*** Opening DATASET CONTENT ***

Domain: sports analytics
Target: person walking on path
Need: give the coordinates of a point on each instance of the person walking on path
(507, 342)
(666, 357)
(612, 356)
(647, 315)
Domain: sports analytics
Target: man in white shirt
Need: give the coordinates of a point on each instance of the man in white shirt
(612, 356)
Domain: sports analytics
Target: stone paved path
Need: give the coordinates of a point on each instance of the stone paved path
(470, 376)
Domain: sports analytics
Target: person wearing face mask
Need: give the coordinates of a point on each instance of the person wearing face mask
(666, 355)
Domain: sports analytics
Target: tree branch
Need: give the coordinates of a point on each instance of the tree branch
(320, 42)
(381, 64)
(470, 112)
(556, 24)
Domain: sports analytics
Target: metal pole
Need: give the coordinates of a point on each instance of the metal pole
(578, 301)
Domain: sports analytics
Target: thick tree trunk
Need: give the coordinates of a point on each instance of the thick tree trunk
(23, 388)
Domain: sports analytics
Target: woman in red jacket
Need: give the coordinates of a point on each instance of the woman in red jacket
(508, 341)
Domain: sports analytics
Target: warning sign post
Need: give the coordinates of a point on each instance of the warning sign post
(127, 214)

*** Closing DATASET CONTENT ***

> **TO DO**
Could you reproduce every record above exactly as it stands?

> **REPLY TO THE TASK**
Domain: sports analytics
Target: person walking on path
Need: give the coordinates of a point on each instance of the person walking on path
(507, 342)
(666, 357)
(612, 356)
(647, 315)
Domain: sports analytics
Target: man in white shirt
Need: give the coordinates of a point on each instance of the man in white shirt
(612, 356)
Domain: sports analytics
Target: stone paved path
Need: give the coordinates of a point on each instance of the stone paved path
(470, 376)
Domain: sports analytics
Target: person wearing face mask
Need: give the coordinates of a point on each instance of the person wearing face mask
(666, 355)
Domain: sports analytics
Target: tree branch
Need: give the coordinates of a point on each instance of the tree branch
(320, 42)
(381, 64)
(470, 112)
(556, 24)
Domain: sports analytics
Target: metal pole
Need: give the coordinates of a point on each instance of the metal pole
(578, 301)
Domain: sports analytics
Target: thick tree trunk
Need: give the coordinates of a point on each instance of the thick tree trunk
(23, 388)
Domain: sports analytics
Target: woman in red jacket
Need: give the coordinates of a point on each instance of the woman in red jacket
(508, 341)
Domain: sports analytics
Target: warning sign post
Need: give the coordinates of a point on each instance of the warning sign post
(127, 214)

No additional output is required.